**WHAT THE TASK REQUIRES:** Restate, word for word, each record that follows.
##############################
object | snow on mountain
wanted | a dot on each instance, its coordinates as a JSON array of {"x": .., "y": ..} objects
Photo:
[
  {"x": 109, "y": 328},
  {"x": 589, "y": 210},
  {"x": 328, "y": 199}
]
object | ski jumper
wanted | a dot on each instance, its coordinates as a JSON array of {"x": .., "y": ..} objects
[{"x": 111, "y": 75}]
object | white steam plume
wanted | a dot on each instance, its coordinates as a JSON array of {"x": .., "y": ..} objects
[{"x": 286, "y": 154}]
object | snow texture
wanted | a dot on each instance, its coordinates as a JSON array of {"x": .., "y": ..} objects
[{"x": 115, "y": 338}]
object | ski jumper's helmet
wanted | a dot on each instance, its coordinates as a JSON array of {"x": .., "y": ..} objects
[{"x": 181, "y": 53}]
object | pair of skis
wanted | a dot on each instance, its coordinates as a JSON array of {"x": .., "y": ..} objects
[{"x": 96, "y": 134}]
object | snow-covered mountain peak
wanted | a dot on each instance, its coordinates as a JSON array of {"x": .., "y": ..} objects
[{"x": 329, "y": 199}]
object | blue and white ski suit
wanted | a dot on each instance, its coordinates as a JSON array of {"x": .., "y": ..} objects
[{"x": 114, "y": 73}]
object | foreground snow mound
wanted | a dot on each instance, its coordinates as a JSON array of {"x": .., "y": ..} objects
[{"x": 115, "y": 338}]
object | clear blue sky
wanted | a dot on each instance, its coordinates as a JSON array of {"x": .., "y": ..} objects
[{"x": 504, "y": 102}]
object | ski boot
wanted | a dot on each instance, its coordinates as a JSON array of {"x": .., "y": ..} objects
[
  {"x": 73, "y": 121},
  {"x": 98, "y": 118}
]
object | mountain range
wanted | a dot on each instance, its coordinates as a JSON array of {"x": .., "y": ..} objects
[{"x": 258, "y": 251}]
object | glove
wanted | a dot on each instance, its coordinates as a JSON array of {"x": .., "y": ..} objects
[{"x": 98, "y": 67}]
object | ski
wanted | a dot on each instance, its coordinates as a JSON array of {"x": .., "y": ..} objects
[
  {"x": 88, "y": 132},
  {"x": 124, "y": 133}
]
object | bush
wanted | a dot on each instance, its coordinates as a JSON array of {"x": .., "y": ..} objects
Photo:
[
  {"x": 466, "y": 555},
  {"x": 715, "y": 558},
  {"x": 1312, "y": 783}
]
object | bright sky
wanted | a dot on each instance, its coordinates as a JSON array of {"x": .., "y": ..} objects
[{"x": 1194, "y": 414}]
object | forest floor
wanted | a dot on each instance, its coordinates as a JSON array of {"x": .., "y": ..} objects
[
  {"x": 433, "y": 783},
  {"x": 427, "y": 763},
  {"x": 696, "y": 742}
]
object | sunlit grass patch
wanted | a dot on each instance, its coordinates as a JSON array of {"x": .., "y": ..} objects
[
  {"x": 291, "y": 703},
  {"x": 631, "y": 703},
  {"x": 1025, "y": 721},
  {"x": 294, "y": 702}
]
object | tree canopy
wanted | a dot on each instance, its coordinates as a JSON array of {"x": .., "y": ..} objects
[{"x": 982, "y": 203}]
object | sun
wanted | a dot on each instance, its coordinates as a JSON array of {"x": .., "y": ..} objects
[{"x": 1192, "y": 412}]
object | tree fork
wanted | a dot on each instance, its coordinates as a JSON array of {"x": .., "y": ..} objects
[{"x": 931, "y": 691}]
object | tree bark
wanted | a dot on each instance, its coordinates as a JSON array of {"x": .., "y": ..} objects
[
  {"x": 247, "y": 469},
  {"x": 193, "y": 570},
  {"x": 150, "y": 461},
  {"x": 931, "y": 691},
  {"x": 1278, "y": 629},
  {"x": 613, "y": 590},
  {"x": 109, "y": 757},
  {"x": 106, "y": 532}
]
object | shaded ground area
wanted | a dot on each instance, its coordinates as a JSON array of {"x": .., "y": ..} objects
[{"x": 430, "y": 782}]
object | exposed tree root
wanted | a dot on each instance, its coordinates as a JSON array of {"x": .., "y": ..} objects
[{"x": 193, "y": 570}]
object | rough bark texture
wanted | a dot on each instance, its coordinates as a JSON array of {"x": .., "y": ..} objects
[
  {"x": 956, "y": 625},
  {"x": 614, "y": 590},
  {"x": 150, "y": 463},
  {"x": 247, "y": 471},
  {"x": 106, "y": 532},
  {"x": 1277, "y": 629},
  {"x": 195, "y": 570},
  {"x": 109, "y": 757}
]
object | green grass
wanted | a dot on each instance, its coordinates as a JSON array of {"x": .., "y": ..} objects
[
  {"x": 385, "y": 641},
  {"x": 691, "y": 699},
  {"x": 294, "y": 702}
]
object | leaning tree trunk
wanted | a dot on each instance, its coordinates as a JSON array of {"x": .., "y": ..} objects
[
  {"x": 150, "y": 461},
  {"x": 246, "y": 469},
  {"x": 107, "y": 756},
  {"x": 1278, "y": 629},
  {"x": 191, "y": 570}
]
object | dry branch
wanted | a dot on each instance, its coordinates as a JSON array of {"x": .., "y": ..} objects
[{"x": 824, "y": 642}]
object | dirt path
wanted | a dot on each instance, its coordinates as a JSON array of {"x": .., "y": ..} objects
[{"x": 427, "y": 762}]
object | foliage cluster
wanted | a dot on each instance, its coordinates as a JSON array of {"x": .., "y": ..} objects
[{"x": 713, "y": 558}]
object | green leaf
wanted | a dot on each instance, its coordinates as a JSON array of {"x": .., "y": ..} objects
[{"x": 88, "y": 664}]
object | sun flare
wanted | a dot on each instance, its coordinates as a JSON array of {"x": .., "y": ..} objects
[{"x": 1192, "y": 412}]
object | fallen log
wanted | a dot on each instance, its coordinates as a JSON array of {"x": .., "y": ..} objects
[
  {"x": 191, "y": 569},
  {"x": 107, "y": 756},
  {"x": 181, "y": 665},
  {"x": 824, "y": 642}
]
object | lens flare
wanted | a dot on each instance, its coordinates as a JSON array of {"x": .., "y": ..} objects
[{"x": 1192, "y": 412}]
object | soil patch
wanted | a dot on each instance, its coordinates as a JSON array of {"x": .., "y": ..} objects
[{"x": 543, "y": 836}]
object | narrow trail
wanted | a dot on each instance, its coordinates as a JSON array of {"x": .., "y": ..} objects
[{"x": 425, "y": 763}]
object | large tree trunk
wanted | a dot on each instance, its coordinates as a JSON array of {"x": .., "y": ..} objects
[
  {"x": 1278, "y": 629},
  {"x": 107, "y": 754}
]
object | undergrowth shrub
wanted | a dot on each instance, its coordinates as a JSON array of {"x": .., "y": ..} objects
##############################
**ANSWER TO THE EXERCISE:**
object | snow on mountain
wanted | a dot on each instance, its coordinates as a JSON array of {"x": .., "y": ..} objects
Photo:
[
  {"x": 109, "y": 328},
  {"x": 589, "y": 210},
  {"x": 328, "y": 199}
]
object | ski jumper
wanted | a dot on each instance, its coordinates as a JSON array of {"x": .., "y": ..} objects
[{"x": 111, "y": 75}]
object | white steam plume
wanted | a dot on each instance, its coordinates as a JSON array of {"x": .., "y": ..} objects
[{"x": 286, "y": 154}]
object | snow texture
wanted | a dot on each instance, its coordinates as a JSON array of {"x": .., "y": ..} objects
[{"x": 115, "y": 338}]
object | ski jumper's helmet
wanted | a dot on each instance, its coordinates as a JSON array of {"x": .., "y": ..} objects
[{"x": 181, "y": 53}]
object | pair of skis
wanted | a dot on each instance, its coordinates as a JSON array of {"x": .., "y": ..} objects
[{"x": 96, "y": 134}]
object | snow-covered mountain peak
wanted | a dot on each instance, its coordinates as a JSON array of {"x": .., "y": ..} objects
[{"x": 329, "y": 199}]
object | blue and white ski suit
wanted | a dot on each instance, its coordinates as a JSON array of {"x": .., "y": ..} objects
[{"x": 114, "y": 73}]
object | foreground snow mound
wanted | a dot on each instance, its coordinates as a JSON array of {"x": .., "y": ..} objects
[{"x": 115, "y": 338}]
object | clear blue sky
wanted | a dot on each instance, its coordinates as a JSON array of {"x": .., "y": ..} objects
[{"x": 504, "y": 102}]
object | ski boot
wanted | a dot on each instance, its coordinates as a JSON array of {"x": .., "y": ..} objects
[
  {"x": 73, "y": 121},
  {"x": 98, "y": 118}
]
object | mountain range
wanted | a dot on each instance, its coordinates as a JSON array of {"x": .., "y": ..} objects
[{"x": 258, "y": 251}]
object | glove
wanted | a dot on each instance, its coordinates as a JSON array of {"x": .., "y": ..} objects
[{"x": 98, "y": 67}]
object | ski
wanted | a dot on each instance, its coordinates as a JSON array of {"x": .., "y": ..} objects
[
  {"x": 88, "y": 132},
  {"x": 124, "y": 133}
]
object | bush
wanted | a dot on each instance, its coordinates as a JSON array of {"x": .., "y": ..} objects
Photo:
[
  {"x": 466, "y": 555},
  {"x": 715, "y": 558},
  {"x": 1312, "y": 783}
]
object | bright sky
wanted | a dot on each instance, its coordinates as a JSON array of {"x": .., "y": ..} objects
[{"x": 1194, "y": 414}]
object | forest floor
wanted | a dot on each instance, its coordinates as a JSON array of {"x": .., "y": ..} objects
[
  {"x": 433, "y": 783},
  {"x": 427, "y": 763},
  {"x": 696, "y": 742}
]
object | sunlit grass patch
wanted | a dot on each instance, its coordinates as a JSON array of {"x": .., "y": ..} objects
[
  {"x": 291, "y": 703},
  {"x": 631, "y": 703},
  {"x": 1025, "y": 721},
  {"x": 294, "y": 702}
]
object | tree canopy
wanted | a dot on each instance, its coordinates as a JSON array of {"x": .., "y": ..} objects
[{"x": 982, "y": 203}]
object | sun
wanted | a dot on each instance, its coordinates as a JSON array of {"x": .., "y": ..} objects
[{"x": 1192, "y": 412}]
object | tree fork
wanted | a dot on each instance, its coordinates as a JSON array of {"x": .., "y": ..} objects
[{"x": 931, "y": 691}]
object | tree bark
wanted | a dot on each instance, its coordinates as a JSON array of {"x": .., "y": ..} objects
[
  {"x": 247, "y": 469},
  {"x": 193, "y": 570},
  {"x": 150, "y": 461},
  {"x": 931, "y": 691},
  {"x": 1278, "y": 629},
  {"x": 613, "y": 590},
  {"x": 109, "y": 757},
  {"x": 106, "y": 532}
]
object | shaded ground area
wanted | a dot on each instance, its coordinates as a JSON array of {"x": .., "y": ..} objects
[{"x": 430, "y": 782}]
object | exposed tree root
wanted | a dot on each instance, its coordinates as a JSON array of {"x": .., "y": ..} objects
[{"x": 193, "y": 570}]
object | rough bark texture
wanted | a dot on each instance, its coordinates as a JSON array of {"x": .., "y": ..} objects
[
  {"x": 956, "y": 625},
  {"x": 614, "y": 590},
  {"x": 150, "y": 463},
  {"x": 247, "y": 471},
  {"x": 106, "y": 532},
  {"x": 1277, "y": 629},
  {"x": 195, "y": 570},
  {"x": 109, "y": 757}
]
object | green grass
wanted | a dot on each instance, its coordinates as a JSON array of {"x": .., "y": ..} objects
[
  {"x": 385, "y": 641},
  {"x": 691, "y": 699},
  {"x": 294, "y": 702}
]
object | leaning tree trunk
wanted | a dot on each instance, its coordinates as a JSON array of {"x": .., "y": ..} objects
[
  {"x": 150, "y": 461},
  {"x": 246, "y": 469},
  {"x": 107, "y": 756},
  {"x": 1278, "y": 629},
  {"x": 191, "y": 570}
]
object | dry branch
wanted | a dot on each instance, its coordinates as a JSON array of {"x": .., "y": ..} objects
[{"x": 824, "y": 642}]
object | dirt path
wanted | a dot on each instance, its coordinates as a JSON array of {"x": .., "y": ..} objects
[{"x": 427, "y": 762}]
object | foliage cluster
wanted | a dot on each instance, its coordinates as a JSON array of {"x": .., "y": ..} objects
[{"x": 713, "y": 558}]
object | green leaf
wanted | a dot on each instance, its coordinates as a JSON array of {"x": .., "y": ..} objects
[{"x": 88, "y": 664}]
object | sun flare
wanted | a dot on each instance, its coordinates as a JSON array of {"x": .., "y": ..} objects
[{"x": 1192, "y": 412}]
object | fallen log
wanted | a dot on each instance, its coordinates as a JSON array of {"x": .., "y": ..} objects
[
  {"x": 191, "y": 569},
  {"x": 107, "y": 756},
  {"x": 181, "y": 665},
  {"x": 824, "y": 642}
]
object | lens flare
wanted | a dot on each instance, its coordinates as a JSON array of {"x": .., "y": ..} objects
[{"x": 1192, "y": 412}]
object | soil patch
wanted | a dot on each instance, its coordinates as a JSON array of {"x": .., "y": ..} objects
[{"x": 543, "y": 836}]
object | narrow trail
wanted | a dot on each instance, its coordinates as a JSON array of {"x": .., "y": ..} objects
[{"x": 425, "y": 763}]
object | large tree trunk
wanted | a dot on each instance, its coordinates as a JSON array of {"x": .., "y": ..} objects
[
  {"x": 1278, "y": 629},
  {"x": 107, "y": 754}
]
object | undergrowth shrub
wanted | a dot on each instance, its coordinates as a JSON array of {"x": .., "y": ..} objects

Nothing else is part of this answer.